§ SOURCE TEXT:

---+---

# What is the most important letter if the coffee alphabet?



## 4085 (Nov 23, 2012)

I was thinking about this yesterday, and came to the conclusion, that is is V. Why, well, we have the Verona, Vesuvius, Veloce and Versalab.

Is there a more powerful letter?


----------



## Mrboots2u (May 10, 2013)

C - coffee all above is pointless without it


----------



## James811 (May 10, 2014)

It's neither of those two, it's E

For enjoy! For everything else is pointless if it's not enjoyed!


----------



## Mrboots2u (May 10, 2013)

dfk41 said:


> I was thinking about this yesterday, and came to the conclusion, that is is V. Why, well, we have the Verona, Vesuvius, Veloce and Versalab.
> 
> Is there a more powerful letter?


All about the machinz..not the beanz.....?


----------



## Mrboots2u (May 10, 2013)

James811 said:


> It's neither of those two, it's E
> 
> For enjoy! For everything else is pointless if it's not enjoyed!


Can't enjoy coffee without the coffee ....









Perhaps it should be F for the farmers who grow it ....


----------



## DavecUK (Aug 6, 2013)

M = Money

An unfortunate fact of the coffee hobby.


----------



## Dylan (Dec 5, 2011)

This thread sounds like a marketing brainstorming meeting.


----------



## CallumT (Aug 23, 2013)

DavecUK said:


> M = Money
> 
> An unfortunate fact of the coffee hobby.


Couldn't disagree more you can get into brewed coffee for around £50.

For me it's probably

D - Determination to do something better and the results will come

Or

E - Enthusiasm both are pretty essential ingredients.


----------



## Spazbarista (Dec 6, 2011)

£15 even. £10 blade grinder and a filter cone.

Law of diminishing returns applies massively, but of course like anything to do with taste, if you've tasted something really good then anything else just leaves a bit of a bad taste in your mouth.


----------



## 4085 (Nov 23, 2012)

How about widening the debate and including letters of the alphabet which have contributed nothing to the coffee scene. shall I start, tongue in cheek with "S"......


----------



## Mrboots2u (May 10, 2013)

dfk41 said:


> How about widening the debate and including letters of the alphabet which have contributed nothing to the coffee scene. shall I start, tongue in cheek with "S"......


Spaziale.....???


----------



## 4085 (Nov 23, 2012)

Mrboots2u said:


> Spaziale.....???


that would be LS....come on boots, you are just dying to say the S word


----------



## Mrboots2u (May 10, 2013)

dfk41 said:


> that would be LS....come on boots, you are just dying to say the S word


Slayer ...Synesso ?

---+---

§ STORED RECORDS:
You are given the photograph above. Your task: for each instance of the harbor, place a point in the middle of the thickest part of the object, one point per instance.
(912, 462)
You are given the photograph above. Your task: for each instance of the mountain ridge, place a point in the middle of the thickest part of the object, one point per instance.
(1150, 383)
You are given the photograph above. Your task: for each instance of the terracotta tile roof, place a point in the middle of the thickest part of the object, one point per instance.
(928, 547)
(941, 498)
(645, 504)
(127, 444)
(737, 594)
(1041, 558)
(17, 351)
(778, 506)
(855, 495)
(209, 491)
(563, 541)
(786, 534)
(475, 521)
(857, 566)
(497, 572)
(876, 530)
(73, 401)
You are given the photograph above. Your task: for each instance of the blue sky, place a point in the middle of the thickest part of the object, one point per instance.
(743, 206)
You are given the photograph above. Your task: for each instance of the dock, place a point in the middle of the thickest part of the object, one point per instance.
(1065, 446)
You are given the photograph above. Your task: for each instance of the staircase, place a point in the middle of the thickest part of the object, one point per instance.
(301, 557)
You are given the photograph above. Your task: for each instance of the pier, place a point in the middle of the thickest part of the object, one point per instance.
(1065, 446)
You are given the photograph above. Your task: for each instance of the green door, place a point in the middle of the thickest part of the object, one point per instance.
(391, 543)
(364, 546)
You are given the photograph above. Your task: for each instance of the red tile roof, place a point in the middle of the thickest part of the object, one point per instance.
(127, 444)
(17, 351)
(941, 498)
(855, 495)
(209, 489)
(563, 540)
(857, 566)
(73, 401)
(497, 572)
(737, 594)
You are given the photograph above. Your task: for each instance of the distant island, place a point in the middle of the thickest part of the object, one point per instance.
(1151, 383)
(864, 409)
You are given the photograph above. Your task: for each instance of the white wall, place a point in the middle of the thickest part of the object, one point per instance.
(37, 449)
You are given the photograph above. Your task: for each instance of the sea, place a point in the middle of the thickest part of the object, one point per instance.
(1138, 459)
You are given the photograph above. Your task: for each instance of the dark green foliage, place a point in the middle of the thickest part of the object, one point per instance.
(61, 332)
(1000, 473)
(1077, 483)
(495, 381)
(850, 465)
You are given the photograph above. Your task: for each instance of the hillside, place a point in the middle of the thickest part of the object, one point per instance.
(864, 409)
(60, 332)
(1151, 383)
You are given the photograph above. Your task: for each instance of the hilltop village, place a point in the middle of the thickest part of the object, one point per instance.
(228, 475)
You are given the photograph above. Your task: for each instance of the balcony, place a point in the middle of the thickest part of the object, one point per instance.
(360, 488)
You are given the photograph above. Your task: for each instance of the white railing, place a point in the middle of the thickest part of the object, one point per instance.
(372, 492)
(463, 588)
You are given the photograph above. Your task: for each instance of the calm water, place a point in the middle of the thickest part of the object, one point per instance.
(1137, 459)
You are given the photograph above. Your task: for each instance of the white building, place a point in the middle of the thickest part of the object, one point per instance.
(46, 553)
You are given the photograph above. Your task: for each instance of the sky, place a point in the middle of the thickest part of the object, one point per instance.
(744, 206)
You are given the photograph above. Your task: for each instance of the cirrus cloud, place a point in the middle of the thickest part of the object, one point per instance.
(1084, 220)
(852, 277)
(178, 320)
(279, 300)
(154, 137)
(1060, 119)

---+---

§ JOB: Please return, word for word, the part of the coffee alphabet thread above that opens with the words containing "## Spazbarista (Dec" and closes with "in your mouth.".

§ FULL OUTPUT:
## Spazbarista (Dec 6, 2011)

£15 even. £10 blade grinder and a filter cone.

Law of diminishing returns applies massively, but of course like anything to do with taste, if you've tasted something really good then anything else just leaves a bit of a bad taste in your mouth.